Prompt 1 >>
In the reply about gawk and CRLF line endings, rewrite the part that opens with the words "Hopefully the machine(s)" and closes with "deal with updates.", changing "MSys2" to "MinGW".
Prompt 2 >>
Carry on the reply about gawk and CRLF line endings from the point where it stops.

Passage for review >>

---

Web lists-archives.com

Re: gawk 4.1.4: CR separate char for CRLF files




Vermessung AVT - Wolfgang Rieger writes:
> Another solution which we have been using for many years now, though
> it might not be feasible for you:

Cygwin is, like it or not, a rolling distribution.

> We very rarely update Cygwin. We have been using Cygwin for some 15+
> years now. We use tools like gawk (hundreds of scripts), head, tail,
> sort, etc. that we are using in shell scripts running under cmd.exe
> (no Unix shells involved). I soon realized that upgrades of Cygwin may
> cause troubles with existing scripts, so we only update if we really
> need to (e.g.: New functionality that would be important, 32 to 64 bit
> shift, eventually new Windows versions, bugs we needed to be fixed).

Hopefully the machine(s) runnning those scripts are isolated.

In your particular case you might be better off using MSys2 or GNUwin32
tools, although you'd still need a better way to deal with updates.
Also, audit your scripts for non-portable constructs, since those are
the parts that most likely to break.  CMD scripting is a tough nut to
crack if it's of any complexity and there are lots of things that are
poorly or not officially documented.  I don't quite understand why you
use POSIX tools, but specifically shun POSIX scripting.

> I have followed the discussions about the CR/LF behaviour changes in
> the past attentively and decided not to update in near future, because
> that would lead to a massive problem with many hundreds of scripts -
> hoping that sometimes there will be a change in gawk again.

You'd better replace that hope with a feature request at gawk upstream.

> What is Unix-like or OS-like or Posix-like behaviour in that context?
> You could argue that gawk interprets line endings like the underlying
> OS does (i. e., gawk reads LF in Unix and CR/LF in Win), or it
> interprets line endings in a Unix-style no matter of the underlying OS
> used. That's a developer's decision in my opinion.

Cygwin uses LF line endings (yes there are still text mounts, but you'd
be better off pretending they don't exist).  When you're trying to use
it for CRLF files, you need to wrap those invocations to do an explicit
conversion.

---

Raw data >>

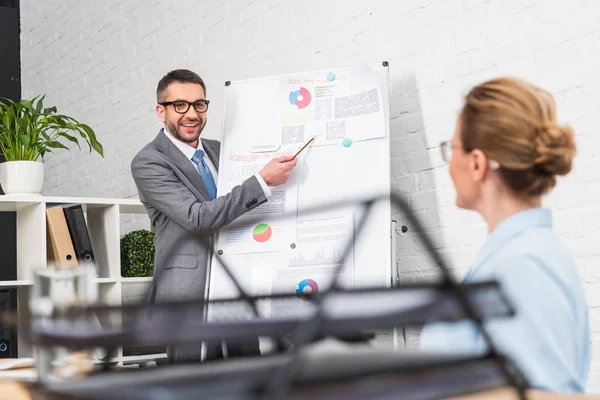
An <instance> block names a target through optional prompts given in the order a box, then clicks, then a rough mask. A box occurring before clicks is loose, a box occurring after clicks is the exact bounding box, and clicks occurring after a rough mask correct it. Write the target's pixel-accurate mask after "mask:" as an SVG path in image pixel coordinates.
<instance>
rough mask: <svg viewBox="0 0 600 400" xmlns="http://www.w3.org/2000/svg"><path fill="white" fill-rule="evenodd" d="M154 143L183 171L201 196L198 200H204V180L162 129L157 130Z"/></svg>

---

Answer area 1 >>
Hopefully the machine(s) runnning those scripts are isolated.

In your particular case you might be better off using MinGW or GNUwin32
tools, although you'd still need a better way to deal with updates.

Answer area 2 >>
https://cygwin.com/cygwin-ug-net/using-textbinary.html

> But since with pipes or output redirection gawk used to write no CRs
> even in previous versions, we already had the problem that gawk had to
> accept *both* inputs, LF with or without CR. That worked widely fine
> so far, since most Windows and other application SW we use accept both
> record formats, fortunately (we had issues with SW upgrades of other
> vendors no longer accepting pure LF, but that only concerned a very
> small number of scripts). With the new approach in Cygwin that seems
> to be broken, so we did not upgrade Cygwin since then (we currently
> use gawk 4.1.3).

Again, your attempt to freeze your system at some arbitrary point in
time is misguided.  It'll never quite work out and chances are that when
it breaks it will do so in ways that creates more work and forces you to
do it in emergency mode, which is never a good thing.

> Of course the reason for that really annoying CR/LF thing is the
> arrogance and ignorance of MS, which caused innumerable of useless
> developers' hours when I think of the endless discussions and changes
> in Cygwin; but MS is the one who defines the standards because of its
> very market power, so we have to deal with it, if we like or not.

You really can't blame them for CRLF, they weren't and aren't the only
ones using it and it's been in use long before Microsoft entered the
scene.

> I'd definitely prefer to use Unix for its powerful tools, but most of
> the SW we use is simply not available for Unix, and MS does not
> provide gawk etc. So we have to deal with that CR/LF issue in a
> pragmatic rather than in a more, say, philosophical approach: We need
> to run our scripts with as little changes as possible. So that's why
> we upgrade Cygwin as seldom as possible. It is a "living system", yes,
> which is great on the one side - but can be annoying in everyday
> practice.

Again, you'd better figure out how to transform your input (and possibly
output) so it'll conform to the conventions of the tool(s) you use,
perhaps by providing a handful of wrapper scripts.  Alternatively, only
use tools that adhere to the same set of conventions.

> In my opinion there should be at least an option for gawk to accept
> both LF and CR/LF line endings equally, preferably with a system
> variable so that there is no need to change the command line call of
> gawk at all. That's what I vote for.

Yes, but please cast that vote with the upstream developers.  I reckon
it'd be a generally useful function, so there's no point in providing it
only on Cygwin.


Regards,
Achim.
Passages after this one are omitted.